Task directions => Copy exactly. Begin with the line that contains "Give one point for each instance of the water" and stop after the last line of the records.

BEGIN Material to process

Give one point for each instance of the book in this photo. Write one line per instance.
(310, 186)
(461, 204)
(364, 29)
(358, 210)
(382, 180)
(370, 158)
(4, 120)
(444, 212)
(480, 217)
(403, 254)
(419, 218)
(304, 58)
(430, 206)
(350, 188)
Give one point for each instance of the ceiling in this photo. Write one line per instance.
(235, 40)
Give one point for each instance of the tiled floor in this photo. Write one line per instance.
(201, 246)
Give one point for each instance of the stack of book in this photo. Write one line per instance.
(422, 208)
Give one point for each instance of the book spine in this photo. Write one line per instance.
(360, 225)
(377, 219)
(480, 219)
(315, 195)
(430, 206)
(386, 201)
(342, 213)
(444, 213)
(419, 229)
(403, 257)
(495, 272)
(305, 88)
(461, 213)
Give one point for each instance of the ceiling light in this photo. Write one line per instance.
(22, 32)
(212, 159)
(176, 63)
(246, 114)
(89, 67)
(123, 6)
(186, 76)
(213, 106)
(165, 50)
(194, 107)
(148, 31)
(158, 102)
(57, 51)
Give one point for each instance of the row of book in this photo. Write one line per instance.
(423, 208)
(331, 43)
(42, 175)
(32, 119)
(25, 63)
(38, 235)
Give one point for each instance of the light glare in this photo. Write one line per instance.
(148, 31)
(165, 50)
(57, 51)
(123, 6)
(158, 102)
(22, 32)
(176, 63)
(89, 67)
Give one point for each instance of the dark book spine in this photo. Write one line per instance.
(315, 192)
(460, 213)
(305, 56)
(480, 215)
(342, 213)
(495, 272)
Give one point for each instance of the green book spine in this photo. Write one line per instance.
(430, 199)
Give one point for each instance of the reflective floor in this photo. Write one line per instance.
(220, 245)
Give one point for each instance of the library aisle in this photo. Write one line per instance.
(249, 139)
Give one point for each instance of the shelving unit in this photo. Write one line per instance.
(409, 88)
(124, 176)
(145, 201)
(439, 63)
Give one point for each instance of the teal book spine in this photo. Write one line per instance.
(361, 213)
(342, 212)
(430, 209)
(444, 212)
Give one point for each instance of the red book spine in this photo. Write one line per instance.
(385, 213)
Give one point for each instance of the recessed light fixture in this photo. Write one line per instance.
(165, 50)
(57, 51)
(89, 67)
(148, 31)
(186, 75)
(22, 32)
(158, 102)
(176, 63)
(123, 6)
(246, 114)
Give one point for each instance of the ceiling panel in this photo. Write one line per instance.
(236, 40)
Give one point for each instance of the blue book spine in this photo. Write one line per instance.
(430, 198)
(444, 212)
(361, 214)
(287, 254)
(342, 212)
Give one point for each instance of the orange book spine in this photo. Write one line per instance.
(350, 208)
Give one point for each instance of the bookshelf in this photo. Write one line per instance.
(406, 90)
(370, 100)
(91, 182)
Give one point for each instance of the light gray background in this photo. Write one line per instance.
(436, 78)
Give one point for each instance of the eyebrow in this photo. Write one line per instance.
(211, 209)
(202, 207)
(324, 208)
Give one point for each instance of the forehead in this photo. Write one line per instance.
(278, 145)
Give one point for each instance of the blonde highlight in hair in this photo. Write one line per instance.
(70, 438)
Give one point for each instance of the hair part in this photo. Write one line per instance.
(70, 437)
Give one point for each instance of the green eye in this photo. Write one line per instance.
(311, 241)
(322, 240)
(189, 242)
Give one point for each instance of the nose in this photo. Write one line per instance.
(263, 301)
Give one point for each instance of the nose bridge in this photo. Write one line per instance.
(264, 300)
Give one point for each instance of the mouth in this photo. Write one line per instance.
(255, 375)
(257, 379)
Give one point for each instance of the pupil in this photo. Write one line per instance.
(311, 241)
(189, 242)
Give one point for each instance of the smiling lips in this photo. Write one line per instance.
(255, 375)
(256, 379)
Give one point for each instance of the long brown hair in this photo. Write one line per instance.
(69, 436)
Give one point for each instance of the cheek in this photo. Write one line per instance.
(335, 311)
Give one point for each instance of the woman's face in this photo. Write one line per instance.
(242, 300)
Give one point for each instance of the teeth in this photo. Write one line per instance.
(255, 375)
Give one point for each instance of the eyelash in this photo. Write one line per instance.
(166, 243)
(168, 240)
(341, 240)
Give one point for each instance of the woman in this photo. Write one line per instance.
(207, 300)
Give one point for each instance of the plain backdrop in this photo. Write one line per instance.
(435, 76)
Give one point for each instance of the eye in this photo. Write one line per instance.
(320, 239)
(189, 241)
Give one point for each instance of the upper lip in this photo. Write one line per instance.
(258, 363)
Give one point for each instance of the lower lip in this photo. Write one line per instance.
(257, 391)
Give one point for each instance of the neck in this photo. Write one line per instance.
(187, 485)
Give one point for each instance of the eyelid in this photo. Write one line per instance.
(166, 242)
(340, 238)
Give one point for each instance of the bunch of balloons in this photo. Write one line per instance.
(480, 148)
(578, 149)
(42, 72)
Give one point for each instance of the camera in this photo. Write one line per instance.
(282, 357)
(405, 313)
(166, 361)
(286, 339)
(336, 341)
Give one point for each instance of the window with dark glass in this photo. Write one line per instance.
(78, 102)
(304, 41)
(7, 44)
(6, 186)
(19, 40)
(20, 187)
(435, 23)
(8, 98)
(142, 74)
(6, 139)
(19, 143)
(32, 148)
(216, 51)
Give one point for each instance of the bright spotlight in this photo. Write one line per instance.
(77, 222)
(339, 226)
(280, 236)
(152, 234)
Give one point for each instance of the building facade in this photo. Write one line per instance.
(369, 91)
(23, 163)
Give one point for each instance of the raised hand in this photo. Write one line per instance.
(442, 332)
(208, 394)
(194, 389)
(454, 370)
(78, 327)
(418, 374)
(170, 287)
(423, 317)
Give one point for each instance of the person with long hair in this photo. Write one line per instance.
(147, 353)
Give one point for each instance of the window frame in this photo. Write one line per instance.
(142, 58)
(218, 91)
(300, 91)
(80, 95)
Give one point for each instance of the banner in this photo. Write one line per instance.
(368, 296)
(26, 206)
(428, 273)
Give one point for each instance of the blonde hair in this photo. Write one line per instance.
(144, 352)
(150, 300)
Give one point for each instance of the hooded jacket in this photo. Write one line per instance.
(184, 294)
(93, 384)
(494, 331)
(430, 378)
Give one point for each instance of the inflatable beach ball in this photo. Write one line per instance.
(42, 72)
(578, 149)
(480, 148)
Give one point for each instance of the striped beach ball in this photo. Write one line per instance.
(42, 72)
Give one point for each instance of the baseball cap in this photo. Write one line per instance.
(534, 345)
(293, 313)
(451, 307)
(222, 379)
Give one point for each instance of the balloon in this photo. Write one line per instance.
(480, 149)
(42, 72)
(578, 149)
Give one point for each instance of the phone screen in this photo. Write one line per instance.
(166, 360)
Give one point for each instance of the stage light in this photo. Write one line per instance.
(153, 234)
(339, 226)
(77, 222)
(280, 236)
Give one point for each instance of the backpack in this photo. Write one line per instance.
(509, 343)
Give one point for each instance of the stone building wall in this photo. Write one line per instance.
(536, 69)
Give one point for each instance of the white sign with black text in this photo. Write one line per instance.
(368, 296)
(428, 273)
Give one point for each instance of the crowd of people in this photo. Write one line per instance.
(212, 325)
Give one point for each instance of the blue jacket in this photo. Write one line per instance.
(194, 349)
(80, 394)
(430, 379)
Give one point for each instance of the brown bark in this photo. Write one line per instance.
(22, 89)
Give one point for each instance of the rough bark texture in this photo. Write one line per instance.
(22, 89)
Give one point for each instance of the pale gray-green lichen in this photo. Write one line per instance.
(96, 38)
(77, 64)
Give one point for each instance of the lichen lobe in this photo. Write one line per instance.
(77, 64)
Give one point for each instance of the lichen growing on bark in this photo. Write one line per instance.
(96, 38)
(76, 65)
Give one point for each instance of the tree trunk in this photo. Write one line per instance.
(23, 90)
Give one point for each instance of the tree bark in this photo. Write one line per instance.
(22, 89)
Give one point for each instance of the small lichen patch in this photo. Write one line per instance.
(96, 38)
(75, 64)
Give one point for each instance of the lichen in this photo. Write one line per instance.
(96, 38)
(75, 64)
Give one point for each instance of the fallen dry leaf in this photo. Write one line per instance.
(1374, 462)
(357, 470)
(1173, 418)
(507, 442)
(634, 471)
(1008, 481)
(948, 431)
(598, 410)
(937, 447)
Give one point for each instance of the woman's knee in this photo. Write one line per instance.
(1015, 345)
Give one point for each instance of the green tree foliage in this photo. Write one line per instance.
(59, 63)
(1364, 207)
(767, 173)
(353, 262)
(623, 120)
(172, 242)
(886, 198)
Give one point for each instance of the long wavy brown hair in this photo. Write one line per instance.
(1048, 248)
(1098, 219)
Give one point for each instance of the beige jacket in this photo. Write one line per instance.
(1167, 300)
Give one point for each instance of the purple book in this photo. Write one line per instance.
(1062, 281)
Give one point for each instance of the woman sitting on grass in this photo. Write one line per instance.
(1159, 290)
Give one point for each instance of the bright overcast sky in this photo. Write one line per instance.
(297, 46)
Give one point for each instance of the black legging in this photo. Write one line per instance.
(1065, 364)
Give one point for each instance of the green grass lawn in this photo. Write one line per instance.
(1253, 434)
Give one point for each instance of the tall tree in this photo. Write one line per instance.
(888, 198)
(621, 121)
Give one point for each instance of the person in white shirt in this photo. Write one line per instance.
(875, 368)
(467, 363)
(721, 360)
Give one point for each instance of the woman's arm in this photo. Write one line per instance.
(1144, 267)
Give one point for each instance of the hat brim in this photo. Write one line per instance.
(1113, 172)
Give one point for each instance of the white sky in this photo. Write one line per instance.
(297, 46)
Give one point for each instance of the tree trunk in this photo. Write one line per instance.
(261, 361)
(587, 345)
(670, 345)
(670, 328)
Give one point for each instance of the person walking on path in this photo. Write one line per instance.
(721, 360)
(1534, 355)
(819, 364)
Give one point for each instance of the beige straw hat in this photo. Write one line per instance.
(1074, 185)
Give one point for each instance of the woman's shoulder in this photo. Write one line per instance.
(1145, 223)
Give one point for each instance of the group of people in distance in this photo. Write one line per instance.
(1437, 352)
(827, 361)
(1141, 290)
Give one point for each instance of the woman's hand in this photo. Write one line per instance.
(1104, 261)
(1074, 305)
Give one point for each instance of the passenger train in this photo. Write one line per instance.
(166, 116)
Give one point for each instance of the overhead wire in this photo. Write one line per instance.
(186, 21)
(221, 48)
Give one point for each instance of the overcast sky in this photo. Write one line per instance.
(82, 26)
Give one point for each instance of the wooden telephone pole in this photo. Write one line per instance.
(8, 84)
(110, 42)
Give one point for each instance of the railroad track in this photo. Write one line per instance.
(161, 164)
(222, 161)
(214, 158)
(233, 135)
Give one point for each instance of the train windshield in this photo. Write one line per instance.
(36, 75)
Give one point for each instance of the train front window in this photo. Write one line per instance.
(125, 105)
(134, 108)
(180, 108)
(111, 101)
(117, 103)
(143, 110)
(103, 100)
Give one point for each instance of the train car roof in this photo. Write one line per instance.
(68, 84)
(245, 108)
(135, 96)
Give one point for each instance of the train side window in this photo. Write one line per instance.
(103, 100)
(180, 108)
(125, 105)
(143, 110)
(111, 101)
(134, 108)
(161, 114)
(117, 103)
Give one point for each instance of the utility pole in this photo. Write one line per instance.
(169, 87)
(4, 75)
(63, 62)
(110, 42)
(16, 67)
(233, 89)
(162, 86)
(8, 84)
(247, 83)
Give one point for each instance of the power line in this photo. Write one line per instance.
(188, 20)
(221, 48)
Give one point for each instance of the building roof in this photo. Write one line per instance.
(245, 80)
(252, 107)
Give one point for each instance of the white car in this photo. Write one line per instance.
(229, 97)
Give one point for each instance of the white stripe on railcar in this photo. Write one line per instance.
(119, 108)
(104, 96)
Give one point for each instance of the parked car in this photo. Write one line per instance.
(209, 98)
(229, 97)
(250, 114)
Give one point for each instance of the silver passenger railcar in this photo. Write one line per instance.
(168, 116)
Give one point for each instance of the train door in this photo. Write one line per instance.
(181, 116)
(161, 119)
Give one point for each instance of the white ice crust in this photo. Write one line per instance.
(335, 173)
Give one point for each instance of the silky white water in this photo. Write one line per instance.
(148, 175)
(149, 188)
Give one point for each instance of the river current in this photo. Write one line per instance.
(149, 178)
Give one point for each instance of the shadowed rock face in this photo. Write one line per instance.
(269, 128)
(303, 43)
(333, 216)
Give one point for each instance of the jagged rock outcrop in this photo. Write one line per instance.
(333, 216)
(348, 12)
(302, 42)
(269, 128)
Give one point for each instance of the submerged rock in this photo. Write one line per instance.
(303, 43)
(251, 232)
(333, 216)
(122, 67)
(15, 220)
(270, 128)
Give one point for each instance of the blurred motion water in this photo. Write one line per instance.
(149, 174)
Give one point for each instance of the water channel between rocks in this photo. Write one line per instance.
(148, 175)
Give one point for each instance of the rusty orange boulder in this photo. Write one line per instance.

END Material to process

Answer area =>
Give one point for each instance of the water channel between rocks in this photo. Write one line per instance.
(148, 175)
Give one point for each instance of the rusty orange boulder in this photo. Write one line per instance.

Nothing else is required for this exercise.